▸ SHORT PROBLEM A: Report each line in the records below that contains the word "leaf", copying every such line in full.
===== PASSAGE TO READ
# Another question



## zcb (Nov 11, 2010)

I have so many questions about my two feral sweeties. As I said before I am totally new to cats so please bear with me. My two are a male and a female. She was momma to 5 kittens we found homes for so it's just momma and "friend". Everyone was neutered, kittens included, so now I can concentrate on caring for these two and not worry about more kittens. My question is, I have made comfy beds for them and the male loves it but momma refuses to sleep on them. She lies in the bark next to the beds and I want her to be comfortable too. The beds are in a protected place where they can see but can't be seen so they should like it. Any idea why momma won't use the bed? We are in central Florida so the weather is usually not a problem.


----------



## Greenport ferals (Oct 30, 2010)

Cats will always sleep where they're most comfortable, and this has nothing to do with where I think they will be comfortable...
My cats like to snooze in the mulch too.


----------



## kittywitty (Jun 19, 2010)

My cats sleep on their beds when they feel like it. Otherwise they will sleep any place they please which is usually a warm spot. Try placing the beds in a warm place and see if they gravitate towards that spot.


----------



## mimitabby (Apr 20, 2010)

yes, especially this time of year give her a bed that's kind of hidden and near a heat vent. And she still might go somewhere else. Don't worry about it. I've given up on cat beds for most of my cats, it's just not worth it. the cats ignore them and they gather dust.
==========
▸ SHORT PROBLEM B:
Answer these questions about the thread above on the feral cat who avoids her bed:
(i) In what region does zcb say they live?
(ii) Where do Greenport ferals say their cats like to snooze?
(iii) According to mimitabby, what happens to the cat beds that the cats ignore?
===== SUPPLIED DATA
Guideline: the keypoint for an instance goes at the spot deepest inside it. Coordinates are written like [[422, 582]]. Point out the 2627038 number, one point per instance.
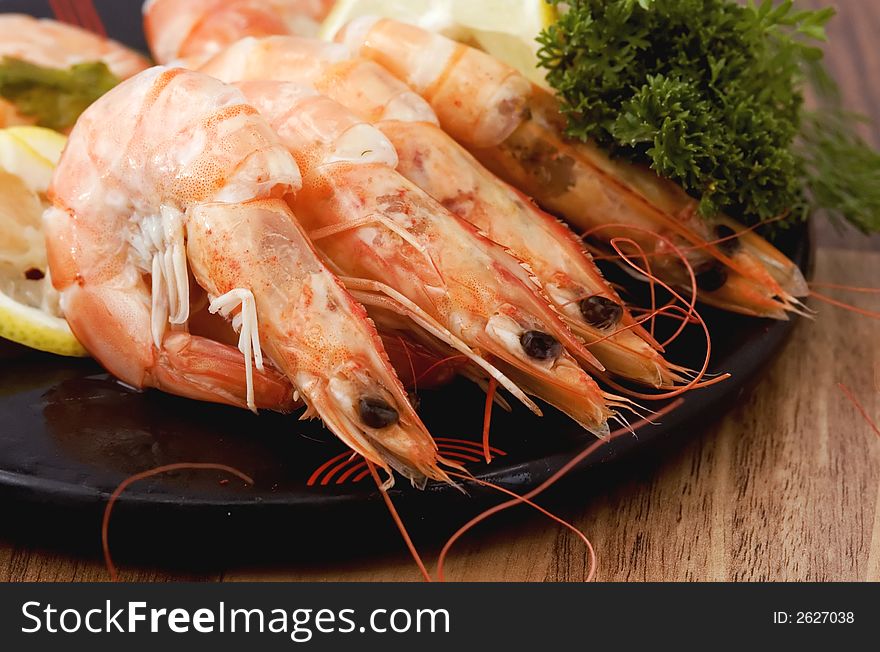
[[809, 617]]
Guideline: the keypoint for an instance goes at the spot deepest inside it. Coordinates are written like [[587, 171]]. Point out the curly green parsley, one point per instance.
[[710, 94]]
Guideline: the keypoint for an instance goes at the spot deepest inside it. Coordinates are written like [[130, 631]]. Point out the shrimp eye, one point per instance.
[[540, 346], [601, 312], [376, 413], [730, 241], [711, 277]]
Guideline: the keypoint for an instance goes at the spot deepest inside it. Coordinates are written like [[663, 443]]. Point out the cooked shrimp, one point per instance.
[[197, 29], [517, 131], [173, 172], [51, 44], [392, 239], [438, 165]]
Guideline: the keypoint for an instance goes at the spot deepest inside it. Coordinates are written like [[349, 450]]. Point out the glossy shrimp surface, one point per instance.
[[172, 186], [381, 230], [517, 131], [195, 30], [435, 162], [50, 44]]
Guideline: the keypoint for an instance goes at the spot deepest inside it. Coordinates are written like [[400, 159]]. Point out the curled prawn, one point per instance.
[[516, 129], [436, 163], [169, 203], [402, 252], [50, 44]]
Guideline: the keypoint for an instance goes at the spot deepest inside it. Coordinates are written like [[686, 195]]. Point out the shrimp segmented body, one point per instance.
[[436, 163], [50, 44], [173, 178], [517, 131], [382, 231], [195, 30]]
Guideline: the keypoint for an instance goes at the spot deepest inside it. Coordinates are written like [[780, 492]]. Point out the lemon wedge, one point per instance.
[[506, 29], [29, 309]]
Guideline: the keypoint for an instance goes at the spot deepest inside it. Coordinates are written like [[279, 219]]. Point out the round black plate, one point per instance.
[[70, 434]]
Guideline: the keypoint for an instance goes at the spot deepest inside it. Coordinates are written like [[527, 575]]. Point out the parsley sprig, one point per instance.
[[710, 94]]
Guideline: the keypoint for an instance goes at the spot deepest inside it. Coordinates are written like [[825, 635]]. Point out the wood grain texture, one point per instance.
[[785, 487]]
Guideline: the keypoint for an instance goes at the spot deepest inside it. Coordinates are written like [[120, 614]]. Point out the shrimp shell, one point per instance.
[[376, 226], [516, 130], [173, 173]]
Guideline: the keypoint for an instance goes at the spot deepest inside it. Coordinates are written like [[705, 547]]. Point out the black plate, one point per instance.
[[70, 433]]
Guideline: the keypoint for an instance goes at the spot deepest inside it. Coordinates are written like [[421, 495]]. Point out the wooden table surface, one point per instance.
[[785, 487]]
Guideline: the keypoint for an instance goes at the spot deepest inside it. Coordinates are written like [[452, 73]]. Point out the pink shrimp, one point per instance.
[[197, 29], [401, 250], [171, 177], [516, 130], [438, 165]]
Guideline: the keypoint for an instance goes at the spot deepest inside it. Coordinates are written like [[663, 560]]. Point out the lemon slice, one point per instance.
[[29, 310], [506, 29]]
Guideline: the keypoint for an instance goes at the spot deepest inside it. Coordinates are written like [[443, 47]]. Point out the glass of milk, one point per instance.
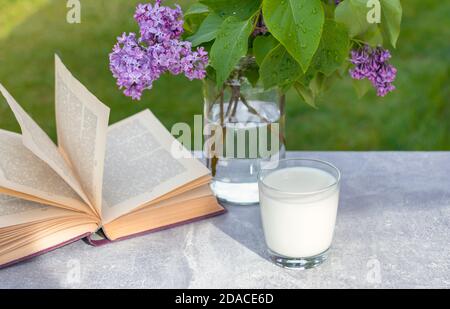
[[299, 201]]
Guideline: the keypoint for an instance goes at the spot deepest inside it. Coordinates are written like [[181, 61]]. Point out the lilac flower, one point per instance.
[[137, 62], [372, 63], [159, 23]]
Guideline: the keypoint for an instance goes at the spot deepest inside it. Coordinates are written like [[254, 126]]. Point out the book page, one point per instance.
[[15, 211], [38, 142], [82, 124], [22, 171], [139, 166]]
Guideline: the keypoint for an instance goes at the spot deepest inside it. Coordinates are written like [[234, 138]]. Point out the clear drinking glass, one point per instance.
[[249, 123], [299, 202]]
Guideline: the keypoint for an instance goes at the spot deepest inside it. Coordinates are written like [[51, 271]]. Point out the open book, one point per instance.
[[122, 179]]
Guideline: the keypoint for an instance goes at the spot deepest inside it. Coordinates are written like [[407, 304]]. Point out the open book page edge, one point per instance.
[[52, 247], [31, 193], [107, 240], [67, 205], [101, 112], [29, 142], [41, 213], [193, 169]]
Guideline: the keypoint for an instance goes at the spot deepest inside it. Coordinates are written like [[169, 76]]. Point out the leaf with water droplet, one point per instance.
[[286, 20], [278, 67], [229, 47]]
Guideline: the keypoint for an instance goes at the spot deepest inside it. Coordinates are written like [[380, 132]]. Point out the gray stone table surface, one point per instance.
[[392, 231]]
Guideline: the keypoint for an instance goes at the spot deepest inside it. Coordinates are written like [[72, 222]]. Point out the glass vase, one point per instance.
[[244, 127]]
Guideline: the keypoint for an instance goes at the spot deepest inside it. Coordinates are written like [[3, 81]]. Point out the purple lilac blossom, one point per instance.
[[136, 62], [372, 63]]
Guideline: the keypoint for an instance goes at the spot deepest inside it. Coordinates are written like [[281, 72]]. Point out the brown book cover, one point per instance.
[[117, 181]]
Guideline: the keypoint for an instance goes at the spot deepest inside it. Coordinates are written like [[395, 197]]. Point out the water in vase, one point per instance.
[[252, 133]]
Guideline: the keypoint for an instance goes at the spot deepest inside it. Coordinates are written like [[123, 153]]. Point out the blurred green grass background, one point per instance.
[[415, 117]]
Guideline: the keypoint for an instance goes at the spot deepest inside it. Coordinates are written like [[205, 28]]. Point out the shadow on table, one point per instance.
[[243, 224]]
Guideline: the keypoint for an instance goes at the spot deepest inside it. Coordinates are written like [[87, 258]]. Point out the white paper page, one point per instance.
[[15, 211], [22, 171], [139, 166], [82, 124], [38, 142]]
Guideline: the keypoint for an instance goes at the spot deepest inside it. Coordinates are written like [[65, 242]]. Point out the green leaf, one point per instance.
[[297, 24], [252, 74], [306, 94], [391, 17], [373, 36], [353, 14], [207, 30], [279, 68], [333, 49], [241, 9], [194, 16], [262, 45], [196, 8], [230, 45]]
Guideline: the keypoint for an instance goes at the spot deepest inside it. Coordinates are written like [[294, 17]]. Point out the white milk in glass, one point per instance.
[[298, 208]]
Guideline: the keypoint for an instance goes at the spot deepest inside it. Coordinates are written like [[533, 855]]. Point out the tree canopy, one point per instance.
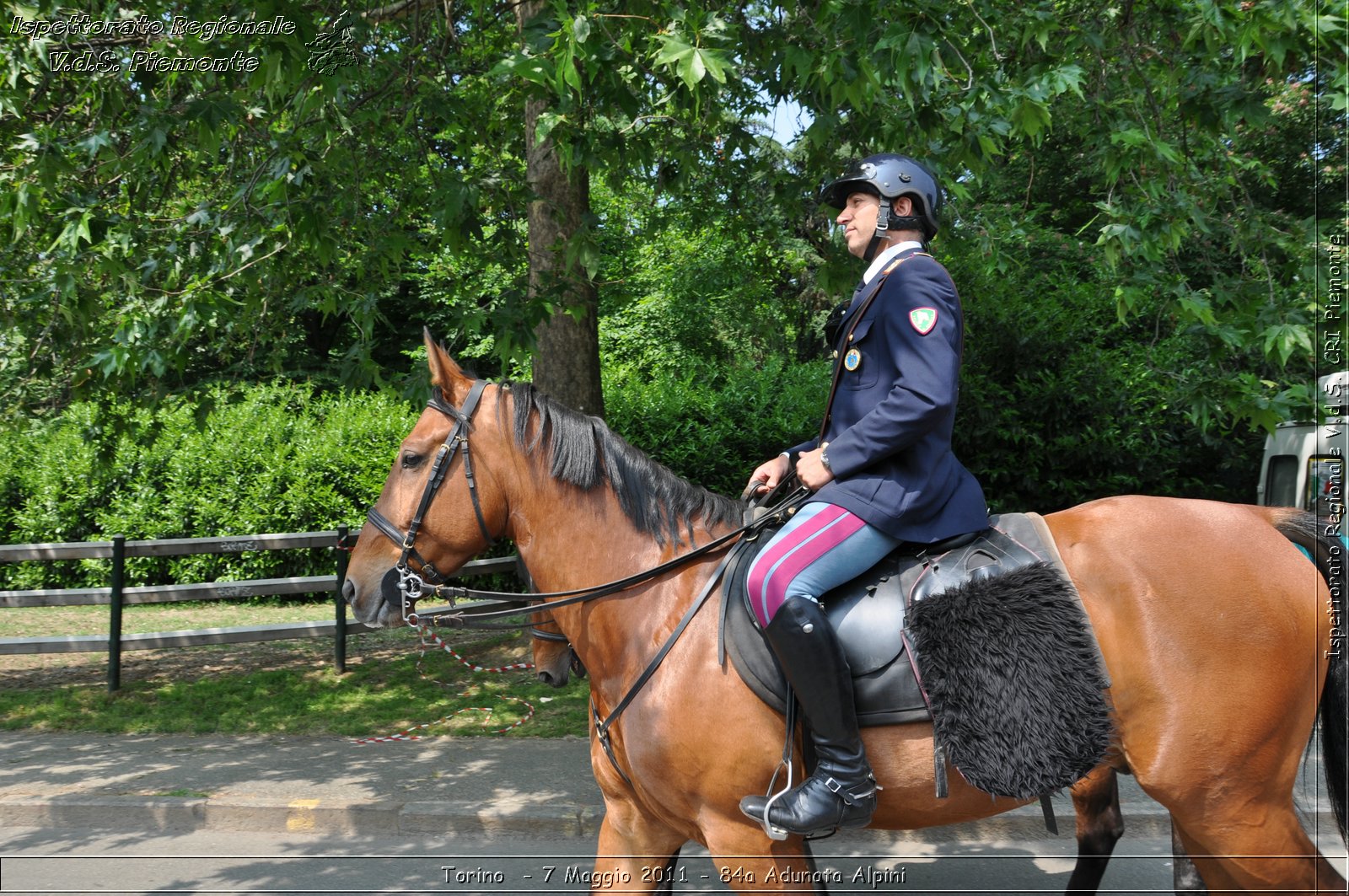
[[192, 195]]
==========
▸ FULL SOLUTION A:
Guideline: the keypoint for an instance goes at the spot deepest inside it. Coordinates are written like [[169, 76]]. Point out the leaf with water droplet, one point per instance.
Guideline: the keypoint for an instance goes at the spot deepest inside it. Coordinates are written like [[65, 242]]. Point out the green leaf, one point per instance.

▸ FULL SOLUTION B:
(i) Central Florida.
(ii) In the mulch.
(iii) They gather dust.